WHAT YOU NEED TO DO:
1) Summarize the report on the Bangkok cafe in two sentences.
2) Answer these questions using the report on the Bangkok cafe:
(a) How many coronavirus cases has Thailand reported since January?
(b) How old is the cafe's owner?
(c) What drink did the customer receive by cart?
3) List every precaution against infection that the report on the Bangkok cafe says is in place at the shop.

*** TEXT EXCERPT

BANGKOK (Reuters) - A cafe in Thailand has started using a pulley system to serve coffee on wheels as coronavirus infections force businesses to practice social distancing.
Thailand has reported more than 300 coronavirus cases since January, but more than half were found this week alone, heightening fears of contracting the disease through physical contact.
To beat the fear, Art of Coffee in Bangkok has installed a rope and pulley system to serve drinks at a one-meter (three-foot) distance to limit contact between staff and customers.
“I took this idea from social distancing in China. We heard that it works in curbing the outbreak of the disease and preventing new infections,” said Apirak Chamraksin, the cafe’s 39-year-old owner.
The shop has also put up a sign saying it prefers electronic payments rather than cash, so staff do not have to handle notes and coins. Many believe some of Thailand’s earlier cases contracted the virus via banknotes received from infected tourists.
On the other end of the counter, customer Nopparattorn Promkaew waited as a cart carrying his iced coffee was pulled towards him. A bottle of hand sanitizer was placed nearby.
He welcomed the initiative because the distance helped eliminate physical contact, even though the shop’s staff already wear face masks and rubber gloves.
“At first, I was a little worried about physical contact with others. But after seeing what the cafe did, I think they pay attention to customers’ concerns. I’m very happy about it,” he said.

******
*** SOURCE MATERIAL

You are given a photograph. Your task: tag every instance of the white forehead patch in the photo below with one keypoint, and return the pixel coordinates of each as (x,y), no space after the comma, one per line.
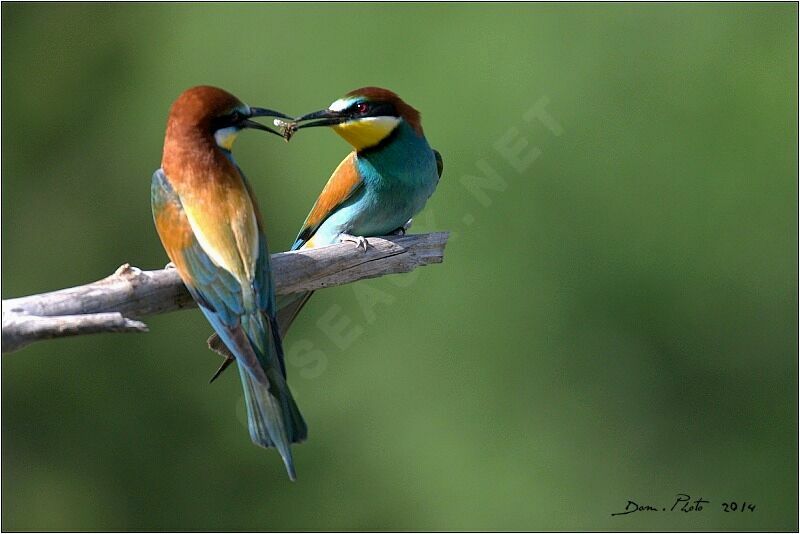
(342,103)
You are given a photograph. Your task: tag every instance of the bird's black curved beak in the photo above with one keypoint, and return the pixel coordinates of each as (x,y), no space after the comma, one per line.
(263,112)
(323,117)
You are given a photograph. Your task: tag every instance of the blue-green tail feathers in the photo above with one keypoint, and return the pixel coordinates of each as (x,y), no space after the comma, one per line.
(272,416)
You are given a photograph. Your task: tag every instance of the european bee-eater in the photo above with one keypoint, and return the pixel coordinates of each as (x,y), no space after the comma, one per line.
(210,225)
(378,187)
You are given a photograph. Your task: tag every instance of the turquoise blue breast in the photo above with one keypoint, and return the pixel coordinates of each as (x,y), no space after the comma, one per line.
(399,177)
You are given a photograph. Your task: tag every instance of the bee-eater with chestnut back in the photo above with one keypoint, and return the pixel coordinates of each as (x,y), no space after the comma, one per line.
(209,223)
(378,187)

******

ANSWERS BY TASK:
1) Facing a sharp rise in Thailand's coronavirus cases, Art of Coffee in Bangkok installed a rope and pulley system that serves drinks at a one-meter distance to limit contact between staff and customers. The owner said he took the idea from social distancing in China, and a customer welcomed the setup because it eliminated physical contact.

2)
(a) More than 300.
(b) 39 years old.
(c) An iced coffee.

3)
- A rope and pulley system that serves drinks at a one-meter (three-foot) distance
- A sign saying the shop prefers electronic payments to cash
- A bottle of hand sanitizer placed near the counter
- Face masks worn by staff
- Rubber gloves worn by staff